##### Trecho do texto
Precisamente por isso, as afirmações sobre educação e ensino, como as que fizeram sobre arte e literatura, dificilmente podem nos servir para a atual polêmica em torno dos problemas do ensino, convertidas, como costuma acontecer com os argumentos no curso das polêmicas, em armas audaciosas. Mas nos servirão para um eventual debate sobre a índole e as condições para a configuração de um horizonte histórico no qual as relações de dominação tenham desaparecido.

 

Muitas destas opiniões e análises breves surgiram como uma crítica às situações que o capitalismo - e concretamente a manufatura - tinham produzido. Ora, esta crítica nunca foi uma reconvenção moral ou uma tentativa de "reajustar" a situação, de fazê-la mais coerente. Inclusive quando as referências são explicitamente concretas - como é o caso da intervenção na Internacional (24) ou as críticas ao sistema escolar inglês ou prussiano (31, 32, 33) -, a crítica se desprende do imediato e estabelece um marco de referência bem distinto: uma sociedade sem classes, uma sociedade na qual todos os cidadãos sejam realmente iguais e as relações de dominação brilhem por sua ausência. Pensamos que este é o ponto que dá razão de um interesse: a leitura atual destes textos.
##########
Responda com base no trecho sobre educação e ensino:
1. Para que debate eventual as afirmações sobre educação e ensino poderão servir?
2. Muitas das opiniões e análises breves surgiram como crítica a situações produzidas por quê?
3. Quais sistemas escolares são mencionados como alvo de críticas?
##### Dados apresentados
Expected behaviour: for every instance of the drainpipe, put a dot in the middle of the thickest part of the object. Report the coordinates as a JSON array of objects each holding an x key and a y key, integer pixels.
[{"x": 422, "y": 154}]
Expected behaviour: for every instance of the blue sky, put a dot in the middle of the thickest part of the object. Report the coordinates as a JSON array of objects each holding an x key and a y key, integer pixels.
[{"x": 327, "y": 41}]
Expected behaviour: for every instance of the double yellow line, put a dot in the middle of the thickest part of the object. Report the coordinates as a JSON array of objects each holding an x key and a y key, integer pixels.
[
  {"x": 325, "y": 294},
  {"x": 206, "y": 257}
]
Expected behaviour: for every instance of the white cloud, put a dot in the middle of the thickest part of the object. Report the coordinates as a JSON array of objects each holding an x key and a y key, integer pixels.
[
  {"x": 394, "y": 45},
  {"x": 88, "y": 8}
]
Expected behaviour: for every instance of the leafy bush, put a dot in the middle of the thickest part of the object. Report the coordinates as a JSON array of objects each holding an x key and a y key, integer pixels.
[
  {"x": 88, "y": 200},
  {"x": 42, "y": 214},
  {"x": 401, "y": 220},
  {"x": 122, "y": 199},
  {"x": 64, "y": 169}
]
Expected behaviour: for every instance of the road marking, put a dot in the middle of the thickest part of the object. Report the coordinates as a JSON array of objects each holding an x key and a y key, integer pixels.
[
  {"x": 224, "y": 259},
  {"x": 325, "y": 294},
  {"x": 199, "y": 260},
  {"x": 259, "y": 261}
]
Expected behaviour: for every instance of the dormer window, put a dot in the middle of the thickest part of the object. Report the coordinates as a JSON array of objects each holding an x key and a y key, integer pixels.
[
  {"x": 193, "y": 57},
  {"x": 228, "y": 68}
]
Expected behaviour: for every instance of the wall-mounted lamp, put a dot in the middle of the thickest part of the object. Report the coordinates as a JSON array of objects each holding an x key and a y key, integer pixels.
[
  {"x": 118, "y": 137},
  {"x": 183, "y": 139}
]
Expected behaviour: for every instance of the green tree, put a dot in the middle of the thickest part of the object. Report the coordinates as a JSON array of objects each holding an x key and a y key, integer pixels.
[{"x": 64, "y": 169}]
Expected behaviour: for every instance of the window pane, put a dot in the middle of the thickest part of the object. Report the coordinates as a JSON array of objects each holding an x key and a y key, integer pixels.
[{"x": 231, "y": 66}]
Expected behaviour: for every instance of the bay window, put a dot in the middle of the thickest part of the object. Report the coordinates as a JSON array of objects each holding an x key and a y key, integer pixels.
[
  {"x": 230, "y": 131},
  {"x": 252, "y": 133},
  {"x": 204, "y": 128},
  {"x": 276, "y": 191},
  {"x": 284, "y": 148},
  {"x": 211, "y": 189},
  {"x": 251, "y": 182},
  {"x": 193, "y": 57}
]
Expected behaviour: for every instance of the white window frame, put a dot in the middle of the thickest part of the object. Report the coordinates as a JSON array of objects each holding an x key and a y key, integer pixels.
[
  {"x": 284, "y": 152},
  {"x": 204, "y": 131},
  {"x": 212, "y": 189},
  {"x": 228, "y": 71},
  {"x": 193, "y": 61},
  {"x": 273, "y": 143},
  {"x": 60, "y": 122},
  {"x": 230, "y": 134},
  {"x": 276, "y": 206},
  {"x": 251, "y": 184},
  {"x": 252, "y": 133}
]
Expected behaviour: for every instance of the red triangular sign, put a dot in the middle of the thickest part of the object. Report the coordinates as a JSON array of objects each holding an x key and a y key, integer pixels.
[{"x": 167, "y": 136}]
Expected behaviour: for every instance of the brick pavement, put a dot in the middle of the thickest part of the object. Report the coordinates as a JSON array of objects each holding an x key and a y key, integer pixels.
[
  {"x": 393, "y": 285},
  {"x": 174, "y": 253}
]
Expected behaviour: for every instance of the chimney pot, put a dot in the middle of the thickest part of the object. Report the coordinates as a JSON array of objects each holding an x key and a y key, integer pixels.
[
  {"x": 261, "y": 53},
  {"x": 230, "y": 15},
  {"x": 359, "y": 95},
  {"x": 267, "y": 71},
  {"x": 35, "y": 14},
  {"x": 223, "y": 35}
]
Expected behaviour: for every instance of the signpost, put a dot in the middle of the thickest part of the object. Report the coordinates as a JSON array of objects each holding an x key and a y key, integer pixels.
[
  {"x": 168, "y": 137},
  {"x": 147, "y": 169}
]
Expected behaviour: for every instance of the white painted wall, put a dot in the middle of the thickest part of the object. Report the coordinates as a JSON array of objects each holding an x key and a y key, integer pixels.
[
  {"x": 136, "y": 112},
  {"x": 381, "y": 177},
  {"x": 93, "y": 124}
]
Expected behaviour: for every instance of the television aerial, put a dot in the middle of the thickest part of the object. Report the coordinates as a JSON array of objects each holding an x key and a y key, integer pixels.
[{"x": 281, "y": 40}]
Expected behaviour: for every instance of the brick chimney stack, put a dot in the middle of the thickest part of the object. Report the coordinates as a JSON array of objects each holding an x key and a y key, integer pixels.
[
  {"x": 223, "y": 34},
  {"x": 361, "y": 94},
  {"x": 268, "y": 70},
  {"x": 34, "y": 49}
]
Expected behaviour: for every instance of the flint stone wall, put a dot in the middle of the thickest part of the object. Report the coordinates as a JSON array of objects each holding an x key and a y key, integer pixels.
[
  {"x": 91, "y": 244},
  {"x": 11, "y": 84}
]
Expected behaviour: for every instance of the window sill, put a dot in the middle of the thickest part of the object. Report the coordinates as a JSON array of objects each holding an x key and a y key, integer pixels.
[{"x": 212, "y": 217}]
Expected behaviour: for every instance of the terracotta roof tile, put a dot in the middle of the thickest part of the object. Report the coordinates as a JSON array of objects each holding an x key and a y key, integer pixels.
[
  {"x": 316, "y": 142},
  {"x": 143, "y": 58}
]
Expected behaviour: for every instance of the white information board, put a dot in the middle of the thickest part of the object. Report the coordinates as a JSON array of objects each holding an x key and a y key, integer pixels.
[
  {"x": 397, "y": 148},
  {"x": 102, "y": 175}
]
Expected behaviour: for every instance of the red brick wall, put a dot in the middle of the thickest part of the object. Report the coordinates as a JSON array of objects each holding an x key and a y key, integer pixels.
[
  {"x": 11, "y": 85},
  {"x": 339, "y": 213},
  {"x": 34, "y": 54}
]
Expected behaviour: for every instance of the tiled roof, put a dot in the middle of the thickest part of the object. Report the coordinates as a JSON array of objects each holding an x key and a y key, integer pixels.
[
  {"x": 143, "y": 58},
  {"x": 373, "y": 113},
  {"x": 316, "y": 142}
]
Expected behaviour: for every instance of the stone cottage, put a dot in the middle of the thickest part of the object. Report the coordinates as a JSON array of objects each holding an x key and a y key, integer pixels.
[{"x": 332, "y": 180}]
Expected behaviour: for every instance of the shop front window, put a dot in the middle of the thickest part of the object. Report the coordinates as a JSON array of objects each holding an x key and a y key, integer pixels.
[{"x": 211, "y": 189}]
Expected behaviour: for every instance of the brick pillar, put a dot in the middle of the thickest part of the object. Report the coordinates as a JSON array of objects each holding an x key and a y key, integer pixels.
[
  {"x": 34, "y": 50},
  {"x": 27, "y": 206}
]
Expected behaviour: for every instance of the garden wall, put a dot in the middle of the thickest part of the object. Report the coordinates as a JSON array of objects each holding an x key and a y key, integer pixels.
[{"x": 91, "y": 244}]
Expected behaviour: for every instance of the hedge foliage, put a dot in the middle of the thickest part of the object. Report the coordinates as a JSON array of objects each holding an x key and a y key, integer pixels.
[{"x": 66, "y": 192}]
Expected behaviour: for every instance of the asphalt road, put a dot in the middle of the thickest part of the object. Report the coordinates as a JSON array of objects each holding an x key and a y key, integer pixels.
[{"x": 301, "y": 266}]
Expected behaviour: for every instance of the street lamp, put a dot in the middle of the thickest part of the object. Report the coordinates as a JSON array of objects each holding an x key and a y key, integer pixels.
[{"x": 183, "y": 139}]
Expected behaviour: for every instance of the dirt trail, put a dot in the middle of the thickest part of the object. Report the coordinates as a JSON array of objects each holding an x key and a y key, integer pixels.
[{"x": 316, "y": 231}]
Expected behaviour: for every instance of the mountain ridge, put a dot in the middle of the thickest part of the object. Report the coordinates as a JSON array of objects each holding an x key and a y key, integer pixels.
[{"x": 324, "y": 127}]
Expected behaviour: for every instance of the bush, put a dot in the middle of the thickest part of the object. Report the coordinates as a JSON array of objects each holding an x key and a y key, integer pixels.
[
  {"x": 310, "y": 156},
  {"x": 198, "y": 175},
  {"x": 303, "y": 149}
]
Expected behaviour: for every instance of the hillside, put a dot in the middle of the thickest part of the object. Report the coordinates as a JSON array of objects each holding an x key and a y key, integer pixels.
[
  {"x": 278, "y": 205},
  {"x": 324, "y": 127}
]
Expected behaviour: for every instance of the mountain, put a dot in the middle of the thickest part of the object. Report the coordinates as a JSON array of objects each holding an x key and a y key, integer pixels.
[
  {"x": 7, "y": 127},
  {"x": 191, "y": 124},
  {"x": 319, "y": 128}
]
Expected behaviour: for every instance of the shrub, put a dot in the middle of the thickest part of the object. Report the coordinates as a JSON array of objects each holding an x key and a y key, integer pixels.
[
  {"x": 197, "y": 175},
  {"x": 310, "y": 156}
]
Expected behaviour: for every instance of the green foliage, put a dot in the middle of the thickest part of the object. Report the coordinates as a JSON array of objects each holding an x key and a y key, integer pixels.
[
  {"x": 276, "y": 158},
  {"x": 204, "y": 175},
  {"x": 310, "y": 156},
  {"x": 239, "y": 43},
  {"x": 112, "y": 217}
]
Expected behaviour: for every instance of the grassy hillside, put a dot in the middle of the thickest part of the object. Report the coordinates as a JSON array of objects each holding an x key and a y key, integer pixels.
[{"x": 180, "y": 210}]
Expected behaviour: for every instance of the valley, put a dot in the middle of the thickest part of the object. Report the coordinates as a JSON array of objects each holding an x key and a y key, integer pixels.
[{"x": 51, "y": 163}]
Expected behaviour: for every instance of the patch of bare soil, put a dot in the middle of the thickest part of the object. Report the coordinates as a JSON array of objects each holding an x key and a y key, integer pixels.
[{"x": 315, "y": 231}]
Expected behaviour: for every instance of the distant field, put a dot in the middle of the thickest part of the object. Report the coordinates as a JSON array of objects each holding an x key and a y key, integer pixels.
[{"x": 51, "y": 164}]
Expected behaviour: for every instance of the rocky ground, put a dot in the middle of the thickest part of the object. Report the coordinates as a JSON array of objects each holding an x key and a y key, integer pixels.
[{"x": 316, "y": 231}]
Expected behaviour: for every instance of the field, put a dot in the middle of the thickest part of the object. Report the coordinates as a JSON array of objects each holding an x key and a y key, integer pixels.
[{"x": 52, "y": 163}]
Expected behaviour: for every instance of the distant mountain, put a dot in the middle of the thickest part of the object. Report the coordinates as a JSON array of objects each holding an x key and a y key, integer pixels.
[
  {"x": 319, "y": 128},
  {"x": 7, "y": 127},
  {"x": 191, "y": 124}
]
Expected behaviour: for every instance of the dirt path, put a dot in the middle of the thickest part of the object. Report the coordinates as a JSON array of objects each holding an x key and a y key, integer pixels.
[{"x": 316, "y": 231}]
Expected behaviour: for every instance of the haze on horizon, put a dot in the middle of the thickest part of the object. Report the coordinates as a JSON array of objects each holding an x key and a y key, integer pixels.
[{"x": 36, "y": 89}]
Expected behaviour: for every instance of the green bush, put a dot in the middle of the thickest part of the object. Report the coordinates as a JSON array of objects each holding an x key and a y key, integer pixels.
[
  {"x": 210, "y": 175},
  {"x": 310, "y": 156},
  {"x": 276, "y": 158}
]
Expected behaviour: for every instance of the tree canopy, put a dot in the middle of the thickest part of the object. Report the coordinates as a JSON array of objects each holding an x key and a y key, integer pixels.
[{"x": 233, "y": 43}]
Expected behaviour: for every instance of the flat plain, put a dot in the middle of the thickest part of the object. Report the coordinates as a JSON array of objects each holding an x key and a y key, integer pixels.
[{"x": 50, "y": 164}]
##########
• [Resposta]
1. Para um debate sobre a índole e as condições para a configuração de um horizonte histórico no qual as relações de dominação tenham desaparecido.
2. Pelo capitalismo e, concretamente, pela manufatura.
3. O sistema escolar inglês e o prussiano.